▸ **Passage**
※

US$135m unexplained wealth under scrutiny

Source: The Herald – Breaking news.

US$135m unexplained wealth under scrutiny 
Mr Michael Reza

Ivan Zhakata, Herald Correspondent

Unexplained wealth orders and civil forfeiture worth over US$135 million have been referred to the National Prosecuting Authority (NPA) following the processing of 39 such cases by the Zimbabwe Anti-Corruption Commission (ZACC).

This comes as the anti-graft body received 999 reports of suspected corruption in 2023, a 46 percent increase from the number of cases recorded in 2022.

Speaking during the ZACC annual general meeting on Thursday, the commission’s chairperson Mr Michael Reza said the increase in cases reported highlighted increased consciousness among citizens.

Mr Reza said it was also an indication of improved trust in ZACC’s commitment to combating corruption.

“The commission intensified efforts of dispossessing the ill-gotten assets and ensuring that the assets are forfeited to the State,” he said.

“To this end, a total of 39 case files for both unexplained wealth orders and civil forfeiture, valued at US$135 196 250.03 were referred to the National Prosecuting Authority.”

Mr Reza said after thorough investigations on various matters, ZACC referred 264 dockets to the NPA, marking a 97 percent increase from the previous year.

A total of 41 cases were concluded by the courts with ZACC achieving a 71 percent conviction rate.

Mr Reza said Vision 2030 and the national development aspirations espoused in the National Development Strategy (NDS1) cannot be achieved if corruption, both in the public and private sectors, is not curbed.

“Corruption is the domain for white collar criminals who devise sophisticated ways of hiding the proceeds of crime.

“Fighting corruption is not a sole enterprise. The Commission conducted joint investigations with the Zimbabwe Revenue Authority and the Zimbabwe Republic Police in complex cases involving the Premier Service Medical Aid Society and the Civil Servants Vehicle Rebate Scheme,” he said.

“These inter-agency collaborations enhanced our relations, prevented duplication of efforts, and allowed us to share expertise, thereby strengthening our collective ability to fight corruption.”

Mr Reza said emphasis was largely on prevention than cure and the dictum applied even in the fight against corruption.

He said the Commission has been proactive in preventing corruption through various preventive measures.

※

▸ **Required work**
1. Answer these questions about the article on the Zimbabwe Anti-Corruption Commission (ZACC):
(a) How many reports of suspected corruption did ZACC receive in 2023?
(b) How many dockets did ZACC refer to the NPA?
(c) What conviction rate did ZACC achieve?
2. From the ZACC article, quote the passage from "Ivan Zhakata, Herald" to "to combating corruption.".
3. Continue the article on ZACC's anti-corruption work from where it ends.

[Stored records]
※

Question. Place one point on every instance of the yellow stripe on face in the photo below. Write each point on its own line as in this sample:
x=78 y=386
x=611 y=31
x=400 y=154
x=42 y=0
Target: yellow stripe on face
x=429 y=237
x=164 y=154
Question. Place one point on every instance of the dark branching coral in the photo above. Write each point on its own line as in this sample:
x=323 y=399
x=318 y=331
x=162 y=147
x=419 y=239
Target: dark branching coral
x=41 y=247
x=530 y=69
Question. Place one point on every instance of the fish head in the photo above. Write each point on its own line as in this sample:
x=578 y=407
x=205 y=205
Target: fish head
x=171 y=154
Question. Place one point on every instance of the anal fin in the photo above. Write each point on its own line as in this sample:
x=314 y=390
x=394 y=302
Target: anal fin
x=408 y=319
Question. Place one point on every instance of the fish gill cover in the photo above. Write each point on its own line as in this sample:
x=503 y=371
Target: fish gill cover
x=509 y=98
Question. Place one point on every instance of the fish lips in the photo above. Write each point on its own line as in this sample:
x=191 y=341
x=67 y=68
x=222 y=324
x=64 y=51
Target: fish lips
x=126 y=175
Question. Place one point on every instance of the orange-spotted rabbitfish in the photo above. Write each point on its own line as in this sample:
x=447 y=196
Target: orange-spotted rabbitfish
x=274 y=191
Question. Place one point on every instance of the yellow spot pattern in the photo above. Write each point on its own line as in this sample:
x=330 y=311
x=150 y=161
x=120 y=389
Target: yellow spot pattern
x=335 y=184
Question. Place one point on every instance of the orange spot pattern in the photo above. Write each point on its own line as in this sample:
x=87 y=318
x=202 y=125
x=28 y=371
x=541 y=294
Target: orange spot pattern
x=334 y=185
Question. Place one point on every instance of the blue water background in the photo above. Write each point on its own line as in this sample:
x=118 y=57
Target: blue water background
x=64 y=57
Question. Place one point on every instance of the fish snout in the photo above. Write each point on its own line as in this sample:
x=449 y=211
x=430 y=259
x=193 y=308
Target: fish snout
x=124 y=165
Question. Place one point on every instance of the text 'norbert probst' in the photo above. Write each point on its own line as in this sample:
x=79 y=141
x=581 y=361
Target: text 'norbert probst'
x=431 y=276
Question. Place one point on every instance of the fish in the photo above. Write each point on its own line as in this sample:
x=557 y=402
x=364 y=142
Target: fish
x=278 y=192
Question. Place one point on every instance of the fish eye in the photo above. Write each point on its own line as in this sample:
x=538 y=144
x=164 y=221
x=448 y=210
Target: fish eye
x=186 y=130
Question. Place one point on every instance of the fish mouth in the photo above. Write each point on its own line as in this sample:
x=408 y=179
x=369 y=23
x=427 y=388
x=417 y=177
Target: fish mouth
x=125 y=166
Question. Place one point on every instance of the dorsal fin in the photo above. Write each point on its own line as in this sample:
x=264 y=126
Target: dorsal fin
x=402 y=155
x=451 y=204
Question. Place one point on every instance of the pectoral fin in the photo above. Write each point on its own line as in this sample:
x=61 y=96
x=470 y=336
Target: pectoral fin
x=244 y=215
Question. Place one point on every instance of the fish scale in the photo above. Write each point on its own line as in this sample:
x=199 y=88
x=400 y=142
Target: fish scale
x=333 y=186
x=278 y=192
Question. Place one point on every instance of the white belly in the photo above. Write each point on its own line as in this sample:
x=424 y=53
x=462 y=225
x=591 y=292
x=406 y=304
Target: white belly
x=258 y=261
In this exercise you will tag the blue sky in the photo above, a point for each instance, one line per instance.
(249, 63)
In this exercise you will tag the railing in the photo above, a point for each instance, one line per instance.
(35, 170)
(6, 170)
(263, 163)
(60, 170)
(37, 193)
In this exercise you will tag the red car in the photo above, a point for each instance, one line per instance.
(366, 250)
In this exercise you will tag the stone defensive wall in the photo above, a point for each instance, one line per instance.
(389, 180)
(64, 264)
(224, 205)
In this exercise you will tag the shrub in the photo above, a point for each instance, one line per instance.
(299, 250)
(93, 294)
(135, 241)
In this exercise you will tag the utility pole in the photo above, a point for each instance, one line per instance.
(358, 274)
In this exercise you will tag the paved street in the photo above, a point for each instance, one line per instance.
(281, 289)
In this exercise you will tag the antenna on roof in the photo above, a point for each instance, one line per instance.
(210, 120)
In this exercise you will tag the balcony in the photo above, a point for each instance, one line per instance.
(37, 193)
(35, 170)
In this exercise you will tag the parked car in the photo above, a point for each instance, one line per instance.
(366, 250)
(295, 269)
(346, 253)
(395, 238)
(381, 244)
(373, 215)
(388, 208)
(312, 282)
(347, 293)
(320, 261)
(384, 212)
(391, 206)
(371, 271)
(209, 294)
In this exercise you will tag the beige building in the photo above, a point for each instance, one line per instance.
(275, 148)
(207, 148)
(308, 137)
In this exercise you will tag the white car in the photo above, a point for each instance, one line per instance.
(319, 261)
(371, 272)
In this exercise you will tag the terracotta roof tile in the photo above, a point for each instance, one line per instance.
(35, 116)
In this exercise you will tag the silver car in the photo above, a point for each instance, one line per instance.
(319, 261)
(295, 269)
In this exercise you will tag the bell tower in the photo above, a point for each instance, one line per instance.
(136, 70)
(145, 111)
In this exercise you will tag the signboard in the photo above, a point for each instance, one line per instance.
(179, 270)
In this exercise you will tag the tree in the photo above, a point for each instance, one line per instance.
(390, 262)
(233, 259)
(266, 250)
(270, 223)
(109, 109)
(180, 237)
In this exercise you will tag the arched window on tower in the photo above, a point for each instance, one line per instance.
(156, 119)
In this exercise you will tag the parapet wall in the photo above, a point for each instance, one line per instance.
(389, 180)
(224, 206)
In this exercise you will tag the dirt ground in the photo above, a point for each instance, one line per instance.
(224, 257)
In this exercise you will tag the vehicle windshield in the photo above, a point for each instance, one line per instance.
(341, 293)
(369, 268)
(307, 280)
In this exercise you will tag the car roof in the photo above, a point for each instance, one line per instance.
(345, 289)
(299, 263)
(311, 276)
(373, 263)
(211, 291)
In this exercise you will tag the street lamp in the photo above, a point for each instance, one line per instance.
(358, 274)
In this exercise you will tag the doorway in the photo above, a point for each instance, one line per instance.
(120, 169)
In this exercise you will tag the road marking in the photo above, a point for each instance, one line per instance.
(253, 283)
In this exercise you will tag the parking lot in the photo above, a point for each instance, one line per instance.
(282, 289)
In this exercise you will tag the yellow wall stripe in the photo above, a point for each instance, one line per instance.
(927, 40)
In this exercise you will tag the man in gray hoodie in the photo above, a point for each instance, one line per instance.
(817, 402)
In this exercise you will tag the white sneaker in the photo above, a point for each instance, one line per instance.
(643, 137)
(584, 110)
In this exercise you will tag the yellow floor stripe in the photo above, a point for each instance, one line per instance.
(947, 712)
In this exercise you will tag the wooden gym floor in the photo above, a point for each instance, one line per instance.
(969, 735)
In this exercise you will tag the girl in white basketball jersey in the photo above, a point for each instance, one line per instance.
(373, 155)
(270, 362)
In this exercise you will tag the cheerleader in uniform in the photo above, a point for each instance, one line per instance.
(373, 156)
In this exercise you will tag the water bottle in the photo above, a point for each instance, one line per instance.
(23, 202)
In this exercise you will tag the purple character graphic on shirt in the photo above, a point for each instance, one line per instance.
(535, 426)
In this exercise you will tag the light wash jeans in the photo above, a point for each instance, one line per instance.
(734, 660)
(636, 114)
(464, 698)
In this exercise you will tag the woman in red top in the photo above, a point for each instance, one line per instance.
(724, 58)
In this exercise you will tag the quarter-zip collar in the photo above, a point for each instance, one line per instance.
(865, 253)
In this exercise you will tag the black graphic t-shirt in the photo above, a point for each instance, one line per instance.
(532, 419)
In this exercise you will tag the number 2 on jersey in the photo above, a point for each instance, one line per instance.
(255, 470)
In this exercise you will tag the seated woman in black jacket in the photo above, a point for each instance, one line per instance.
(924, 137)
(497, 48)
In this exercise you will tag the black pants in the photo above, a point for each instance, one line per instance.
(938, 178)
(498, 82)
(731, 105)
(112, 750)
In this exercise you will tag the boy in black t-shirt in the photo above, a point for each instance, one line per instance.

※

▸ **Answers**
1.
(a) 999
(b) 264
(c) 71 percent

2.
Ivan Zhakata, Herald Correspondent

Unexplained wealth orders and civil forfeiture worth over US$135 million have been referred to the National Prosecuting Authority (NPA) following the processing of 39 such cases by the Zimbabwe Anti-Corruption Commission (ZACC).

This comes as the anti-graft body received 999 reports of suspected corruption in 2023, a 46 percent increase from the number of cases recorded in 2022.

Speaking during the ZACC annual general meeting on Thursday, the commission’s chairperson Mr Michael Reza said the increase in cases reported highlighted increased consciousness among citizens.

Mr Reza said it was also an indication of improved trust in ZACC’s commitment to combating corruption.

3.
“Compliance assessments and systems reviews were carried out in numerous institutions, ensuring that vulnerable areas are promptly attended to,” Mr Reza said.

“Through these diligent efforts, we have created a robust framework that supports transparency and accountability, fostering a culture where corruption is not tolerated. Integrity is the only currency that is not subjected to inflation.

“It provides moral and ethical clarity, ensuring that individuals involve themselves in righteous actions. Guided by the National Anti-Corruption Strategy (NACS), the commission is working to cultivate the culture of integrity, both in the public and private sectors,” said Mr Reza.

He said Integrity Committees were established to integrate anti-corruption measures into the daily operations of various institutions in the country.

Mr Reza said these committees have a responsibility to promote ethical practices, strengthen governance and implement tailored corruption prevention plans.

“To complement institutional measures, the Commission also intensified appeals at individual level through Integrity Pledges,” he said.

“These pledges are critical, as individuals voluntarily commit to ethical conduct in their own spheres of influence.

“The commission continues to ensure that no one and no place is left behind in the fight against corruption, rolling out comprehensive anti-corruption campaigns across the country.”

In intensify the fight against corruption Zimbabwe created the Asset Forfeiture Unit (AFU) to enable the unlawful proceeds of all serious crimes and terrorist acts to be identified, traced, frozen, seized and eventually confiscated.